----- THE DATA -----

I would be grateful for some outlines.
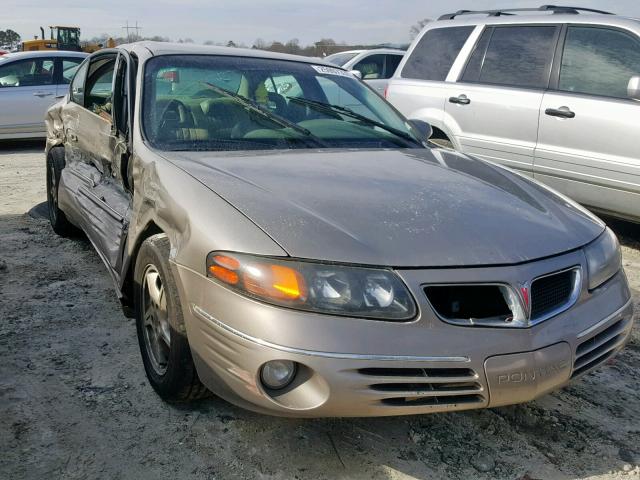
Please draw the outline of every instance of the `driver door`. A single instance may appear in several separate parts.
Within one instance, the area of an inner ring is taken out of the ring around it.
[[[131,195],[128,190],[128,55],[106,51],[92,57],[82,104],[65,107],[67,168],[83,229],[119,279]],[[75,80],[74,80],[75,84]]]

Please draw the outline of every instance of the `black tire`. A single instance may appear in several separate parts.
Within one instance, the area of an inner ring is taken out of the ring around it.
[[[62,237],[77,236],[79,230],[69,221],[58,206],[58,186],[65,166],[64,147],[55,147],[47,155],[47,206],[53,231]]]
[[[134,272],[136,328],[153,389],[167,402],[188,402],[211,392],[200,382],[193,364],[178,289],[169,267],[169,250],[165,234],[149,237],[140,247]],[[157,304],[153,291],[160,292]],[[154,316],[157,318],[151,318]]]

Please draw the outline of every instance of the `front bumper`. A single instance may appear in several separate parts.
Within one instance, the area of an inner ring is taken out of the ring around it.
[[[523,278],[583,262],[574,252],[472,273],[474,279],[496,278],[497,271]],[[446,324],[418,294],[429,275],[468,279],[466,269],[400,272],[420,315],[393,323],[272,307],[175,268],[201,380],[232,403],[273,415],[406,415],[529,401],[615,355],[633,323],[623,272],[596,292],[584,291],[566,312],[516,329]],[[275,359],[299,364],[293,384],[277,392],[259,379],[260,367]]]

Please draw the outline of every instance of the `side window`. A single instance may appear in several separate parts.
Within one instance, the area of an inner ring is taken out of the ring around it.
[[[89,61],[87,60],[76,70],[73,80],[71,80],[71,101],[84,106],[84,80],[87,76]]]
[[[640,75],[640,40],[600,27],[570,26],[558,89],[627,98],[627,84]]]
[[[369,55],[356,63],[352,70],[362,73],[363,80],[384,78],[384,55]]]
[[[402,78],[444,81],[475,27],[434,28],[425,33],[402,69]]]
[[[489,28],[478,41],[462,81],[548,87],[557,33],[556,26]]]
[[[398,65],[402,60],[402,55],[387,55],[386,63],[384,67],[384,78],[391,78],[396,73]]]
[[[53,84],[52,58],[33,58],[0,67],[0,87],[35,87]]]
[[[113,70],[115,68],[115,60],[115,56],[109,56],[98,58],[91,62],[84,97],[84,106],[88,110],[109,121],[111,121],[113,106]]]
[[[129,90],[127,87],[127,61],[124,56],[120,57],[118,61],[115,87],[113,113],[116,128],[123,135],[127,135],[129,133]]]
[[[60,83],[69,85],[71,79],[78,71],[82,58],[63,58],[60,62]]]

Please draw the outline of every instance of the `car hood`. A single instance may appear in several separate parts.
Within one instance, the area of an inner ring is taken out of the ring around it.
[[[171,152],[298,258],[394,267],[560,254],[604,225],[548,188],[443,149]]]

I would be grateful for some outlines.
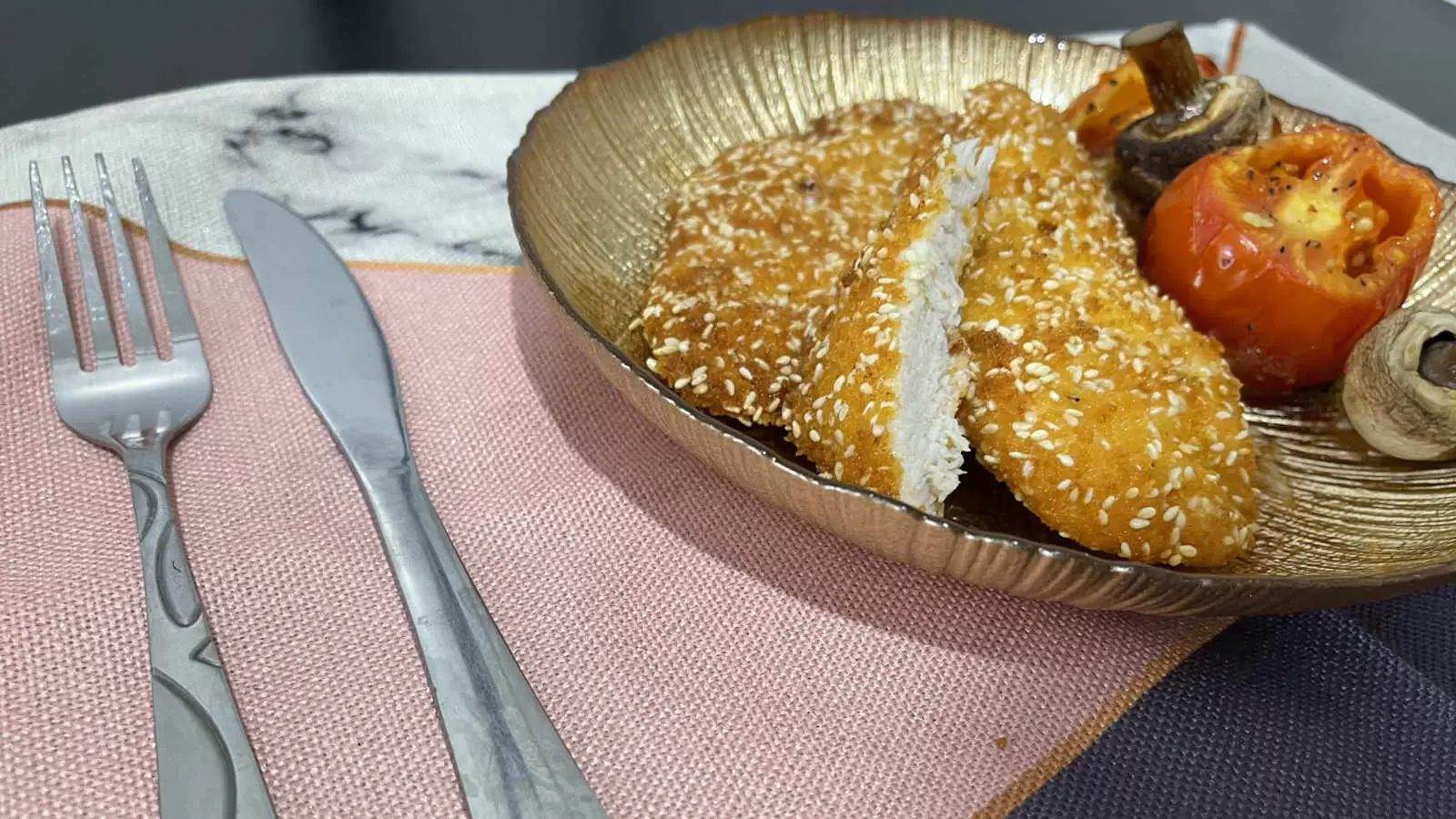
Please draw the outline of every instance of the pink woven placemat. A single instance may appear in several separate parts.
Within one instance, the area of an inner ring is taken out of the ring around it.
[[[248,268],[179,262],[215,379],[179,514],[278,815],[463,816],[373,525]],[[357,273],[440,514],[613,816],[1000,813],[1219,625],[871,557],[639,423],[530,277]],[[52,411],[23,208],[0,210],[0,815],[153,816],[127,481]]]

-----
----- THE DATA -----

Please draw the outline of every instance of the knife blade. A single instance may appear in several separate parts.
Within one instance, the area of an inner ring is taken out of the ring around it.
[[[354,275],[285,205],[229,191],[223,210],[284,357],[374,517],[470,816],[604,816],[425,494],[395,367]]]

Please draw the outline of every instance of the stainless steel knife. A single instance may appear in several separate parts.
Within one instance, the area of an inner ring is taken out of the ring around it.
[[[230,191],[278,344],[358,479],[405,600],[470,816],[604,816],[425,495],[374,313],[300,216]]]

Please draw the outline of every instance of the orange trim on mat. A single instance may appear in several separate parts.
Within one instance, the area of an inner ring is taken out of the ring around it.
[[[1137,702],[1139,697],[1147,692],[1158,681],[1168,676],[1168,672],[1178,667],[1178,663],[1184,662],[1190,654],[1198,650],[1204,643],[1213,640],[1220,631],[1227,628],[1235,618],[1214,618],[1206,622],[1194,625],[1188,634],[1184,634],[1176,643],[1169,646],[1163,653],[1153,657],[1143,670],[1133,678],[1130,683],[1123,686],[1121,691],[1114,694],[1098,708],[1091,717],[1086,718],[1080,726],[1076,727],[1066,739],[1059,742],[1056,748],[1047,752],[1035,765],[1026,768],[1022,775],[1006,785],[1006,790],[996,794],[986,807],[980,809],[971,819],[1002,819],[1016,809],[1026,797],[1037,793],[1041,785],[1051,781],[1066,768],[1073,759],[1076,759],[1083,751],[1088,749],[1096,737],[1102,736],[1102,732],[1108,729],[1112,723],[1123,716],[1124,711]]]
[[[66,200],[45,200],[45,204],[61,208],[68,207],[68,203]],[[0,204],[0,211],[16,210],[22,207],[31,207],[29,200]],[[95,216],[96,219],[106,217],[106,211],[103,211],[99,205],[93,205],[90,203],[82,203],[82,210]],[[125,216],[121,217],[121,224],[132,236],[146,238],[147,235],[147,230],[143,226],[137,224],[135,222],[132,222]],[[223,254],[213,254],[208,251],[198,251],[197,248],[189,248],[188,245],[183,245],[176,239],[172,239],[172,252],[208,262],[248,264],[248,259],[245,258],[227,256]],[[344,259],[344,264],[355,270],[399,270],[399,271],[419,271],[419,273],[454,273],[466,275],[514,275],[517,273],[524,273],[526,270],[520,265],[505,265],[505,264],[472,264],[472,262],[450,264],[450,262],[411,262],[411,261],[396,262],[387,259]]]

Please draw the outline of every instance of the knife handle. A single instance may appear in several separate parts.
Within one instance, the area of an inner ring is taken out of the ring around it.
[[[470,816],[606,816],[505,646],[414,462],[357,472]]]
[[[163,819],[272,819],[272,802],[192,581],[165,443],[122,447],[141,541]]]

-----
----- THE DATA -----

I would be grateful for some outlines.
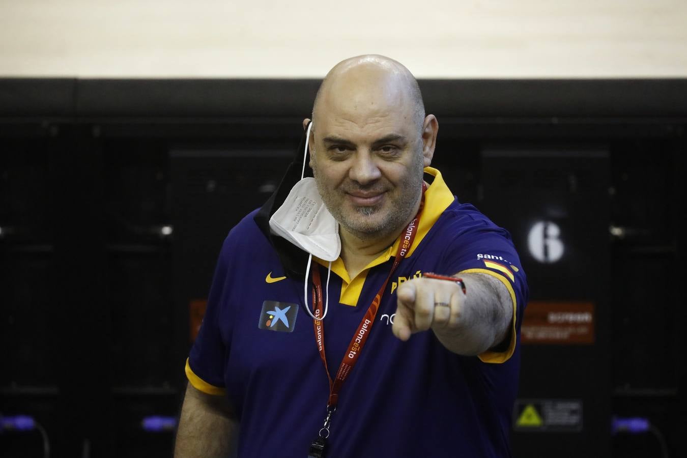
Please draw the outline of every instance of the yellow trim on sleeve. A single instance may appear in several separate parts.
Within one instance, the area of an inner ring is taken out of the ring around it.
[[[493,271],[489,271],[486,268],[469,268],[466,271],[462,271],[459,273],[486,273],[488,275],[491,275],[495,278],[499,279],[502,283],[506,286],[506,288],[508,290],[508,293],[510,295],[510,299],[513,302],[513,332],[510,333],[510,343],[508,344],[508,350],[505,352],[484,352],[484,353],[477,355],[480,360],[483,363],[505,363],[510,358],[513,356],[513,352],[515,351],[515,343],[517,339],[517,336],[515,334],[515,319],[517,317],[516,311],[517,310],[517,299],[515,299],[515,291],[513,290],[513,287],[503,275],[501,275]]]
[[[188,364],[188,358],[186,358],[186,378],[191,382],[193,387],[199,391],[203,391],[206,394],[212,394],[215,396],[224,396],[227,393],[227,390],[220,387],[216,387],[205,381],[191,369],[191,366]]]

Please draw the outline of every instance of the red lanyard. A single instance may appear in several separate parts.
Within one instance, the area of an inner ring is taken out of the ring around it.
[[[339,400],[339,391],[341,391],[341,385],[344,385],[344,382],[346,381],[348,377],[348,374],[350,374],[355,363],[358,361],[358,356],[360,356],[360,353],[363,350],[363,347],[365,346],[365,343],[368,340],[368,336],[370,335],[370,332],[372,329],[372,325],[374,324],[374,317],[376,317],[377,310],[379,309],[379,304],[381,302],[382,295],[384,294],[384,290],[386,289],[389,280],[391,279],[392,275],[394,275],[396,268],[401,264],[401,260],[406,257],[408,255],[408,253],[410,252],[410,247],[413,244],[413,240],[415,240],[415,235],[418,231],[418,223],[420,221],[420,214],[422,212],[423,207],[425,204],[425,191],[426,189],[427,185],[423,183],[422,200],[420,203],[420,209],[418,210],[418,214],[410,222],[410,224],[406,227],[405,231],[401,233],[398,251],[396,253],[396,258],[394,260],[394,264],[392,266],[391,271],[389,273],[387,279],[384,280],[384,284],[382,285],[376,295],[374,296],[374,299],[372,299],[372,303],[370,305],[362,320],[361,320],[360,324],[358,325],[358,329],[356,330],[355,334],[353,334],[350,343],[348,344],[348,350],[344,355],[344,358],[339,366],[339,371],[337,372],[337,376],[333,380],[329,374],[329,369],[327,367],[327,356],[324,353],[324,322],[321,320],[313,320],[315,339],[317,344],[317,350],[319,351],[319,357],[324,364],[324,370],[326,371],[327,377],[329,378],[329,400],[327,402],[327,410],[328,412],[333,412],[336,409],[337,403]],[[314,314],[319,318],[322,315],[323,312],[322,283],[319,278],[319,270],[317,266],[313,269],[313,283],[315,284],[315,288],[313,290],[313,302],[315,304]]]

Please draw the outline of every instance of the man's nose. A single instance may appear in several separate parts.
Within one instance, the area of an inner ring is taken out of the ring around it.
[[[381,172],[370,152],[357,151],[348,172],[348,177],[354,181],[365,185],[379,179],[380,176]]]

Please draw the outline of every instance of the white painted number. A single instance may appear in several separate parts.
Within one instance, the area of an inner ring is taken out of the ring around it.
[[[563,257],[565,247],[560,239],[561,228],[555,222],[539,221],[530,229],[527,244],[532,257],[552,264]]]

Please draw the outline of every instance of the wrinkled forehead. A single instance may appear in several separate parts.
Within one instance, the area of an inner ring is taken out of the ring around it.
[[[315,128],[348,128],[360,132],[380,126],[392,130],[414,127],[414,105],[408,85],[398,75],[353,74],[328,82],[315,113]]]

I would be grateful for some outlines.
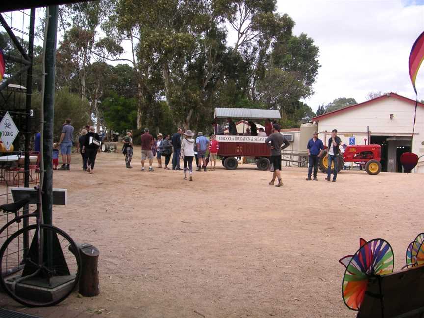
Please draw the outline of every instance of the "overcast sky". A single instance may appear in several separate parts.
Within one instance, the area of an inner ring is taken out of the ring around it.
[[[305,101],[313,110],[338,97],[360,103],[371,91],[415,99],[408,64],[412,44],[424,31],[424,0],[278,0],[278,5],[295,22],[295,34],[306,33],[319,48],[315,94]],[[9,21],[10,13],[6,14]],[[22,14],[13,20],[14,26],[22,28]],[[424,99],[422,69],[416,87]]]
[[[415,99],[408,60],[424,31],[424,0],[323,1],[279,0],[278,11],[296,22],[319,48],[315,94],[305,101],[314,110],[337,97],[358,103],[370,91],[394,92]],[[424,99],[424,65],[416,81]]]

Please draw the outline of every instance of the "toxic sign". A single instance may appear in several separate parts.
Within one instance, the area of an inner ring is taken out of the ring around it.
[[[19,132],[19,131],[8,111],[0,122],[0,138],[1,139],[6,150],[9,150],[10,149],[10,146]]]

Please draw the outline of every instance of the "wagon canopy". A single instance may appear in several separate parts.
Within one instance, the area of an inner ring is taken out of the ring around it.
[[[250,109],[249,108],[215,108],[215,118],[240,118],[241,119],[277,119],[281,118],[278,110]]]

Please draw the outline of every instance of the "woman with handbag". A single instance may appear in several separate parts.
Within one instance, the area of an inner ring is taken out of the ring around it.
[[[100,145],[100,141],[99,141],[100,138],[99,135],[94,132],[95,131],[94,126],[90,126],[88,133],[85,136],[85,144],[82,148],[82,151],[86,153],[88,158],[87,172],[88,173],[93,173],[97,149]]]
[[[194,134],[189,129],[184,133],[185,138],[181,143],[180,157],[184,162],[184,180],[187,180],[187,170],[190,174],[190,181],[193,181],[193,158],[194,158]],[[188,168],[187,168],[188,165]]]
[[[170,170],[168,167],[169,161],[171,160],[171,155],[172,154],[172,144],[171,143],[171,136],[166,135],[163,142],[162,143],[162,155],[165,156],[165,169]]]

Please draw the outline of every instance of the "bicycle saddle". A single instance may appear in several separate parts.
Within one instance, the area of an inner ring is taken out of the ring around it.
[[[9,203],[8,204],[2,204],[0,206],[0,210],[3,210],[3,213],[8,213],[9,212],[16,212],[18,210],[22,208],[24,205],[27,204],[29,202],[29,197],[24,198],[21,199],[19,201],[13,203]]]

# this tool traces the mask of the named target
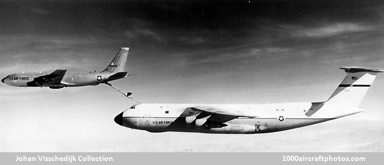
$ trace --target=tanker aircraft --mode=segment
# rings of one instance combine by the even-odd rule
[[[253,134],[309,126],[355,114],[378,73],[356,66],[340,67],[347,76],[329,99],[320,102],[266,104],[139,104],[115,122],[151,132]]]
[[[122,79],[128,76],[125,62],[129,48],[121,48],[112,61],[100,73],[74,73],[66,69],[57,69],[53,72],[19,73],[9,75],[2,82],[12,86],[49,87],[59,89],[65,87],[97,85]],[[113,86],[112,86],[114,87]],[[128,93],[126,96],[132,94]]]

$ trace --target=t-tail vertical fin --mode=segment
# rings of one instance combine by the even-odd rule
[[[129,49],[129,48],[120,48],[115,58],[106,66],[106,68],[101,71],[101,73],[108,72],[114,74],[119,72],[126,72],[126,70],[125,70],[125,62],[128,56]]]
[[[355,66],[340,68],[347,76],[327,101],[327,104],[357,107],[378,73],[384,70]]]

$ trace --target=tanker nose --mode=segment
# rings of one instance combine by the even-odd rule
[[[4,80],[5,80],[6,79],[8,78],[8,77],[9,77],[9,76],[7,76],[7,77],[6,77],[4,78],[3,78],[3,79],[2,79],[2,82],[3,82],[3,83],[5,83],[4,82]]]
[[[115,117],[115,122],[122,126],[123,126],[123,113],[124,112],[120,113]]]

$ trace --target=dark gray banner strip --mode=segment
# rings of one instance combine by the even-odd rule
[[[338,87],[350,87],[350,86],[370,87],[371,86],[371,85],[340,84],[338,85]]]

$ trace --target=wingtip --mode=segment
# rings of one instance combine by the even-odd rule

-----

§ **TASK GOAL**
Give only the number of lines in the entries above that contain the string "tanker". Case counts.

§ **SOLUTION**
2